- ITEMS
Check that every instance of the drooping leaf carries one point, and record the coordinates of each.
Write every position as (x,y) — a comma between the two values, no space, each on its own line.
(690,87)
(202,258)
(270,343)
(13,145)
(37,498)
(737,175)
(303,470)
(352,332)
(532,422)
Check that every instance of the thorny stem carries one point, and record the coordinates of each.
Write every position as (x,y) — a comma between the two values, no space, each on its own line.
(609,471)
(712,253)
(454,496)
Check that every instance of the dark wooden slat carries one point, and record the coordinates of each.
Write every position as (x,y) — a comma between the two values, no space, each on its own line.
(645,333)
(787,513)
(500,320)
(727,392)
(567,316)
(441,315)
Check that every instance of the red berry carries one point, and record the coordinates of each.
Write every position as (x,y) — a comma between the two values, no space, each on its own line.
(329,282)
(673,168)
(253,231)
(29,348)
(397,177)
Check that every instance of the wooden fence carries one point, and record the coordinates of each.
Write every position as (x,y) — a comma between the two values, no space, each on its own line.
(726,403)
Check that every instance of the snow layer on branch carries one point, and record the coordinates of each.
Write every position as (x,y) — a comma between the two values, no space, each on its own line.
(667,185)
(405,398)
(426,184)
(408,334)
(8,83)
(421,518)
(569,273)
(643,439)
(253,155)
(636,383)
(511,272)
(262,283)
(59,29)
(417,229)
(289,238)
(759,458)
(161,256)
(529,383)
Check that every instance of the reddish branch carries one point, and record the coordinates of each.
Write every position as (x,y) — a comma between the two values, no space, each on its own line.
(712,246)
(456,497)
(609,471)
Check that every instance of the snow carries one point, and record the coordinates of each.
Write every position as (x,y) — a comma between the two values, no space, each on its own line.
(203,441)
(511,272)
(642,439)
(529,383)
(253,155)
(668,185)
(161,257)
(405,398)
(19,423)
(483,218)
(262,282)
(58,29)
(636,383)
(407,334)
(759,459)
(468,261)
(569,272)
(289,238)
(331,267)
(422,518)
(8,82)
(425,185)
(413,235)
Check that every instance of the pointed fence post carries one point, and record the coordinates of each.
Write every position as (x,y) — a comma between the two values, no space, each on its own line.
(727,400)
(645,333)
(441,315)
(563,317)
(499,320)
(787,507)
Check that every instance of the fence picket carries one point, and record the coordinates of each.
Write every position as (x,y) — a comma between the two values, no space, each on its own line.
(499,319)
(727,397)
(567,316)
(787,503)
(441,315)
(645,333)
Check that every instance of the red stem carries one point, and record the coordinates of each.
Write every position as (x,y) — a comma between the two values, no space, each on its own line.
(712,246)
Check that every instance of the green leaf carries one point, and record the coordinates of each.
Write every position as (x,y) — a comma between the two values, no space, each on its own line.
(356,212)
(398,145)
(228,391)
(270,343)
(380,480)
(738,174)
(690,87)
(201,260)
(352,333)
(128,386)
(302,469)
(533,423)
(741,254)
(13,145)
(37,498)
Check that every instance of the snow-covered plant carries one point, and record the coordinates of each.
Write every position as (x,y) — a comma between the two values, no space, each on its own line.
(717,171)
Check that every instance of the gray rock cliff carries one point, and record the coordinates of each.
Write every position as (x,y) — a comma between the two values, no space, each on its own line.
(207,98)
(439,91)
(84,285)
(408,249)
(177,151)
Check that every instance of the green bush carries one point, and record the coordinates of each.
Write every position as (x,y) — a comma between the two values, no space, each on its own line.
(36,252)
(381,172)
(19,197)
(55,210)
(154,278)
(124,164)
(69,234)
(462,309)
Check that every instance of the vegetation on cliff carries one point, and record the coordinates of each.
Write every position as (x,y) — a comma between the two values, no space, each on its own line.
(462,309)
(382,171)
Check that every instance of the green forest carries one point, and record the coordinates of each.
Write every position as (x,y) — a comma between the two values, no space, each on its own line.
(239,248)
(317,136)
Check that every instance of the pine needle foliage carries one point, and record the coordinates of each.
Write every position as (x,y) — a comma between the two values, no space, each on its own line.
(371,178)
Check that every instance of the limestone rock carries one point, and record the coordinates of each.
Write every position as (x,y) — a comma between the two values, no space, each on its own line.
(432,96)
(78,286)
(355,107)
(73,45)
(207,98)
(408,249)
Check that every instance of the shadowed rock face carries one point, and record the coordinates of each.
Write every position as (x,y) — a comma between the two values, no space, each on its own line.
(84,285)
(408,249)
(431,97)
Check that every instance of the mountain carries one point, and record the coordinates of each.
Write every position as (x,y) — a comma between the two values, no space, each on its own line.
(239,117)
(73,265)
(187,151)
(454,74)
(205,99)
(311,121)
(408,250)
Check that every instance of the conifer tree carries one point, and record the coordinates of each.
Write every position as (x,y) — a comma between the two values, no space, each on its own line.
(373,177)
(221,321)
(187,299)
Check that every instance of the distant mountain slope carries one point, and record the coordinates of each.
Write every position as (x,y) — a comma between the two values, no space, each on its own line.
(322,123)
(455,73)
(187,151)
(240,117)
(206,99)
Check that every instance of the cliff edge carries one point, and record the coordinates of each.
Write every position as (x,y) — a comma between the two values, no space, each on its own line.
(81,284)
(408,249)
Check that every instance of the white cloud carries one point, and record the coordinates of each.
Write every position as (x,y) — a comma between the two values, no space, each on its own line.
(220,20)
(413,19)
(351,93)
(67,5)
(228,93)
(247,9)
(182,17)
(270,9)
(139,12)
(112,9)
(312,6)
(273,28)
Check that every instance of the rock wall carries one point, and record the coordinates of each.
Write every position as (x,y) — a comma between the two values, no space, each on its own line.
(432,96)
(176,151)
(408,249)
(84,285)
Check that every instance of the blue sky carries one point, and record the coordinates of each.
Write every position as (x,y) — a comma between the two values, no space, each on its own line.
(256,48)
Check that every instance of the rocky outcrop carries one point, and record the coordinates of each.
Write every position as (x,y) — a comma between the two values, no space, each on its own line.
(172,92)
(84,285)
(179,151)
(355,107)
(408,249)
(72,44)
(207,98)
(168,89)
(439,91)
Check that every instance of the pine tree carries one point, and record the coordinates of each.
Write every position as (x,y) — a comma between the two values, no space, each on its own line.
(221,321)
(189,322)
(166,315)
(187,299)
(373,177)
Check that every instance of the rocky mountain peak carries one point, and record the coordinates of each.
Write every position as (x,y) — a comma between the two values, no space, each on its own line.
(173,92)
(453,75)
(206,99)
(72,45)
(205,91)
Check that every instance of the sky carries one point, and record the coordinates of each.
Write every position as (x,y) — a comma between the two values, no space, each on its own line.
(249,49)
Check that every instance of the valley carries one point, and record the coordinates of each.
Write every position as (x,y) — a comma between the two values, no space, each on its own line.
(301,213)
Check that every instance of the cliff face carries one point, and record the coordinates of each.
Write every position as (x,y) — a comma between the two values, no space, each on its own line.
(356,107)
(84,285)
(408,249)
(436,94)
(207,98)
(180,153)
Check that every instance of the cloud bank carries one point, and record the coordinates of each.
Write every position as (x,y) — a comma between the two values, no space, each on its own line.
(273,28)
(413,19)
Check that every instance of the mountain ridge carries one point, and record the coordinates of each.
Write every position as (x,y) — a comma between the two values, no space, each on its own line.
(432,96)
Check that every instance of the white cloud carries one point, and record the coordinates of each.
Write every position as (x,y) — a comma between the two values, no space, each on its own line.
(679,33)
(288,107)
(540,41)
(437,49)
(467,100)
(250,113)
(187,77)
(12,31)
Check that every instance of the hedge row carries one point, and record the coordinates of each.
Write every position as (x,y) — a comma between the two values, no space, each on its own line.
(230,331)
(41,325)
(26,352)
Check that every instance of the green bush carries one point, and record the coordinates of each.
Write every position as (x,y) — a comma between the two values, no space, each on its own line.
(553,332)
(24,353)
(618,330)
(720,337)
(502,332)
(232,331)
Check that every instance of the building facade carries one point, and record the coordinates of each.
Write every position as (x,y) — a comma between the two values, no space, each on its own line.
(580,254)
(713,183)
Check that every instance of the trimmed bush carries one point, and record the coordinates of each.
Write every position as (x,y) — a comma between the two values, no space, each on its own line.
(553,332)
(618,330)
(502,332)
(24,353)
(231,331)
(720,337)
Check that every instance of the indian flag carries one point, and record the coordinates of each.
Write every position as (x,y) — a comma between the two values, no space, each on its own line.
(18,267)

- PROBLEM REQUIREMENTS
Only the lines from the one containing "Check that every instance of the hedge" to the end of the data should be printed, exactly as they stand.

- WORKED SOLUTION
Check that every instance of the hedge row carries one point, and record the coordinates of each.
Write every position as (x,y) — a comma between the two values, no space, each on its own line.
(230,331)
(41,325)
(26,352)
Check that every instance of the green bush carries one point, and record the coordinates of each.
Write every position as (x,y) — a comma between the two values, no space, each on its own line.
(553,332)
(24,353)
(618,330)
(720,337)
(502,332)
(232,331)
Check that every instance of the building facade carries one point, and record the coordinates of each.
Write every position as (x,y) — a comma between the two values, no space, each on its own line.
(580,254)
(713,183)
Check that every instance of the trimmed bush carries one point, and record the coordinates of each.
Write every position as (x,y) — a comma between the two values, no space, each on its own line.
(553,332)
(618,330)
(502,332)
(24,353)
(231,331)
(720,337)
Check that every instance of the indian flag carries one point, and record the coordinates of each.
Write every position as (x,y) — a comma between the two values, no space, each on its own line.
(18,267)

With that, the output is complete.